§ **TEXT EXCERPT**
= = =

Strauss has done that all right, scoring 1,172 Test runs in the year, more than anybody else in his team, fewer than only two players in the world. He has also overseen the fashioning of Test careers, not least the two bowlers who were so prominent in the scintillating win that was finalised yesterday when England took the four wickets they needed in 72 minutes of play, Graeme Swann and Stuart Broad.

"Straussy left me out in Jamaica last February so I thought, 'right I'm going to show him'," said the irrepressible Swann. "It has been magnificent, starting in the West Indies and although we didn't win it was a breakthrough series for me."

Swann's wonderful year, which has brought him 54 Test wickets, has been the more unexpected because the finger spin of which he is a practitioner had seemed all but extinct at international level.

"The game goes in circles. In three or four years time we will be completely out of vogue again so I will just enjoy the fairground ride while I can," he said. Strauss paid tribute to Swann as an attacking spinner whose presence in the dressing room was also significant. "He knows how to bowl people out and he's a very clever spin bowler."

= = =

§ **SHORT PROBLEM 1**
Tally the lines in the records below that contain the string "dark", and give only that number.

[Location annotation dataset excerpts]
= = =

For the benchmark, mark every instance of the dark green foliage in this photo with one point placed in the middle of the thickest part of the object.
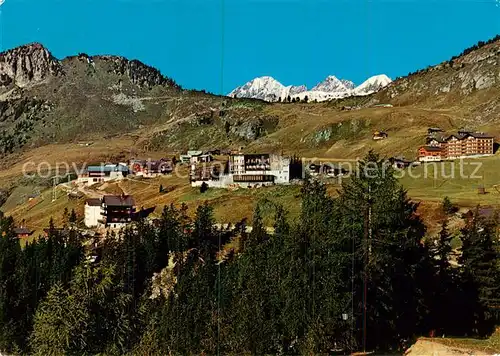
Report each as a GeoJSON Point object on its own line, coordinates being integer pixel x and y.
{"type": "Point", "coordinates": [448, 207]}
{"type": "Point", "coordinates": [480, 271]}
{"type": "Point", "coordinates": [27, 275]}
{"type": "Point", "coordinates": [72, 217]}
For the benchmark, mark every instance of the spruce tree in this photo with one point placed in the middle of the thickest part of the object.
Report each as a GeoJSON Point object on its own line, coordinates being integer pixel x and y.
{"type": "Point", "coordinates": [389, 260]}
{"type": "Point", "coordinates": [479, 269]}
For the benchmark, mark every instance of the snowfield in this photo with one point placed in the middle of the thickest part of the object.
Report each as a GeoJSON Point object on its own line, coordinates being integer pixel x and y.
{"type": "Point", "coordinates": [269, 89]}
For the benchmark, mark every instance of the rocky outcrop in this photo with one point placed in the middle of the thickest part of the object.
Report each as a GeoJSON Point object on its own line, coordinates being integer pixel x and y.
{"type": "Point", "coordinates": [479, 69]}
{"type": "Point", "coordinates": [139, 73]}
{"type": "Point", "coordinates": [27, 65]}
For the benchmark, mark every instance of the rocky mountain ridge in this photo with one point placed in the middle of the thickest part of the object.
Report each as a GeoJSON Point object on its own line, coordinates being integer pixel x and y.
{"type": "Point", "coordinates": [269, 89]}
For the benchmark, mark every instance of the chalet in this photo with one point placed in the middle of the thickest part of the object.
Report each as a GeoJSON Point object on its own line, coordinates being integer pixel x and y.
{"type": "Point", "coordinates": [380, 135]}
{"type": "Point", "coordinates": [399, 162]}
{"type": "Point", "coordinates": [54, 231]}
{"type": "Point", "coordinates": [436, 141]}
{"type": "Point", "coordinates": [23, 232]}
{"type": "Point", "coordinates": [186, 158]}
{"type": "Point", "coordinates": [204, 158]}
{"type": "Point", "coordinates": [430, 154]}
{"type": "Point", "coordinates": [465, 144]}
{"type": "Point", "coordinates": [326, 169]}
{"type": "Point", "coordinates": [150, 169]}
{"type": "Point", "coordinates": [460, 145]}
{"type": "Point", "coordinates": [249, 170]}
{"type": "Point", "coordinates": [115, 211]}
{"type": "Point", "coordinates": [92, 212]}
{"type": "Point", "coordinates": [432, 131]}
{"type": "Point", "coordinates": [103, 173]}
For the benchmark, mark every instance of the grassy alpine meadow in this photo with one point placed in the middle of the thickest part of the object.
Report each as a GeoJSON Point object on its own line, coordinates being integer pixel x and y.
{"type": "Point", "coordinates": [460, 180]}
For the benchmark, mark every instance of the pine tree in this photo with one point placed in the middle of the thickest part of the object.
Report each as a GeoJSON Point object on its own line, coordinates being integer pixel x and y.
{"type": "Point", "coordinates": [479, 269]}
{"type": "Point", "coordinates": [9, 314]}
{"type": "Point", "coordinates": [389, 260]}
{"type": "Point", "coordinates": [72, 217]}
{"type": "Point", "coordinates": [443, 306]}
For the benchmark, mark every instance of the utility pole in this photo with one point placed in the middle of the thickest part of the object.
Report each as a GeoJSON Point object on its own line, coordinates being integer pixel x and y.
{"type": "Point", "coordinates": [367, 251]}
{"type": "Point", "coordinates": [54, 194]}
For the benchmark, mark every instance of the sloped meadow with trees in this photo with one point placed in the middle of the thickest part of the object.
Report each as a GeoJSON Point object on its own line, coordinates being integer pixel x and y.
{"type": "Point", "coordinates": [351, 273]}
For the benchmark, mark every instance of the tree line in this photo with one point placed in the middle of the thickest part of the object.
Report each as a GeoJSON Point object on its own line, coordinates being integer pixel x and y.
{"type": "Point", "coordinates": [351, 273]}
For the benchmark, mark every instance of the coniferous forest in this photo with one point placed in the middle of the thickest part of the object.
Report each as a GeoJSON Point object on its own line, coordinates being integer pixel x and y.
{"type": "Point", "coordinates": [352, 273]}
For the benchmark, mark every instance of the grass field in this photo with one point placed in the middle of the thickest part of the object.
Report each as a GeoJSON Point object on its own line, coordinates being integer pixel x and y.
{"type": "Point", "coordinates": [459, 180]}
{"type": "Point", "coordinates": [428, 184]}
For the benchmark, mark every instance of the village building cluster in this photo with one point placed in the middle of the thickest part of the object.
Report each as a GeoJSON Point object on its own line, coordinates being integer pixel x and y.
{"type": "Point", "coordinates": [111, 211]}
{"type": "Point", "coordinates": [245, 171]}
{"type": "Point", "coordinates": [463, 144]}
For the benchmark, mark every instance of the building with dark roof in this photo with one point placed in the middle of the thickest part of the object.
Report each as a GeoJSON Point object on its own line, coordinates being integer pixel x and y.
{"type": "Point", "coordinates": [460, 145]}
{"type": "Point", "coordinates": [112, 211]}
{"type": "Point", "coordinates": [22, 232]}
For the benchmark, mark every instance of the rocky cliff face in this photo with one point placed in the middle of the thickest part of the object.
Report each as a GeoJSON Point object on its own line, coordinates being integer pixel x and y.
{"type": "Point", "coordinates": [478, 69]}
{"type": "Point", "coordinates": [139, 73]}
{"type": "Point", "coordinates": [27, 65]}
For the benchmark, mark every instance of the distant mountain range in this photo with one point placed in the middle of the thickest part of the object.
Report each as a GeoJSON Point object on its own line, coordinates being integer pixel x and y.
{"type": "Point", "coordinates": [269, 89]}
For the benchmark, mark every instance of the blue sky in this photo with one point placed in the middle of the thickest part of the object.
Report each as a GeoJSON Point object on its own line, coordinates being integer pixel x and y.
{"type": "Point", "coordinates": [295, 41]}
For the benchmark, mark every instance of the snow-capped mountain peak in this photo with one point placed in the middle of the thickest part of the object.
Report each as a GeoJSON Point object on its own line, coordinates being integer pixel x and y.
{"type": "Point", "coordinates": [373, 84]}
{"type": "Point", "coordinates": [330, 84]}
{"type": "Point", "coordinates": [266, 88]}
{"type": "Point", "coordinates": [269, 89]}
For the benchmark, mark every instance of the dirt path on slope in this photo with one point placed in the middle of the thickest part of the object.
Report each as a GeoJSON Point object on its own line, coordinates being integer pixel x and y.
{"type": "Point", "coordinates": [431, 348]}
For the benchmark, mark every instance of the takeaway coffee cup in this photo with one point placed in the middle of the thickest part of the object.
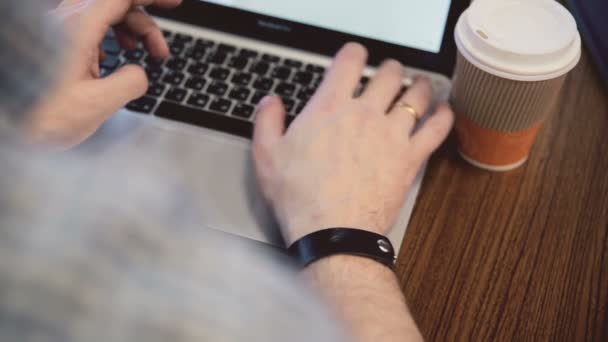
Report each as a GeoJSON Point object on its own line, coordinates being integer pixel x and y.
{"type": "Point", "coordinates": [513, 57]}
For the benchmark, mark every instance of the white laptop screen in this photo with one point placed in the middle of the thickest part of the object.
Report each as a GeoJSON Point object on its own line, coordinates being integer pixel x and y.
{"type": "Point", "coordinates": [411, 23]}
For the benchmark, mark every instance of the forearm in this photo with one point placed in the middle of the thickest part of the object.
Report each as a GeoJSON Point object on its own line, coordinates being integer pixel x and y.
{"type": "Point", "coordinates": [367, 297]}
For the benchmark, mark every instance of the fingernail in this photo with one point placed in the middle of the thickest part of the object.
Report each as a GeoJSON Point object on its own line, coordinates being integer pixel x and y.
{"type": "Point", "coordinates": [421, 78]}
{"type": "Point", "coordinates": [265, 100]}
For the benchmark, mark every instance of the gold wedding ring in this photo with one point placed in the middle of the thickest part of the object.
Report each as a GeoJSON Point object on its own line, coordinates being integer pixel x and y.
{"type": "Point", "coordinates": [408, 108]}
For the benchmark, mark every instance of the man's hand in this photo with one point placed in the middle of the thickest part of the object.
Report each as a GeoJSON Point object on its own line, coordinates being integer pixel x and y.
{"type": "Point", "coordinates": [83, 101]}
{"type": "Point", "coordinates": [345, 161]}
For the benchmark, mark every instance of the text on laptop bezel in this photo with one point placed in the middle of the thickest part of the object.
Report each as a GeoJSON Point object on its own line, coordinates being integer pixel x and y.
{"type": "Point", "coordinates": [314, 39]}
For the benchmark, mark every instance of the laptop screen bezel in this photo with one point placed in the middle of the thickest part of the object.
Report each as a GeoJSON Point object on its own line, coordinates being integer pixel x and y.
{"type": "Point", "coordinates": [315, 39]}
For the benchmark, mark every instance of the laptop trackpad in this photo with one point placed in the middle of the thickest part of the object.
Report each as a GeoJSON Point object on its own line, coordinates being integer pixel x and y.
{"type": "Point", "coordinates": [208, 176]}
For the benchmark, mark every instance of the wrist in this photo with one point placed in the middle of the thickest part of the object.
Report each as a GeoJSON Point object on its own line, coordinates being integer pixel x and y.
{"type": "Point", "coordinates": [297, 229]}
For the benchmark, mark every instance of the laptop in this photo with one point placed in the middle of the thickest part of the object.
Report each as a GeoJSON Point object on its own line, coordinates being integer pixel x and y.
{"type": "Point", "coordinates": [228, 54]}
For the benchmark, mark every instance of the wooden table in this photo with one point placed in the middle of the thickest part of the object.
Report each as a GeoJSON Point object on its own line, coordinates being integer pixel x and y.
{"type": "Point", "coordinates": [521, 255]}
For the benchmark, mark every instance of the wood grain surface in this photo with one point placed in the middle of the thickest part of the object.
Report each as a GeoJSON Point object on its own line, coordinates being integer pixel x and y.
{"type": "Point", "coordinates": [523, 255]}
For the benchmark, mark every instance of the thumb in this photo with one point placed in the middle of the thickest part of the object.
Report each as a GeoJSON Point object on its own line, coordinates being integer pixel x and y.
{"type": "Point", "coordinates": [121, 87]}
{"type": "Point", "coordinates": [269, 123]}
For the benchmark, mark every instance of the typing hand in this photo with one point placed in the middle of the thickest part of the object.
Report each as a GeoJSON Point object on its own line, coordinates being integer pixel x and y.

= = =

§ **SHORT PROBLEM 2**
In the cricket excerpt above, rewrite the paragraph beginning "Strauss has done that all right" more briefly, keeping its main facts.

§ **CORRECT RESULT 1**
2

§ **CORRECT RESULT 2**
Strauss scored 1,172 Test runs in the year, the most in his team and behind only two players in the world. He also oversaw the development of the Test careers of Graeme Swann and Stuart Broad. Those two bowlers were prominent in the win finalized yesterday, when England took the four wickets they needed in 72 minutes of play.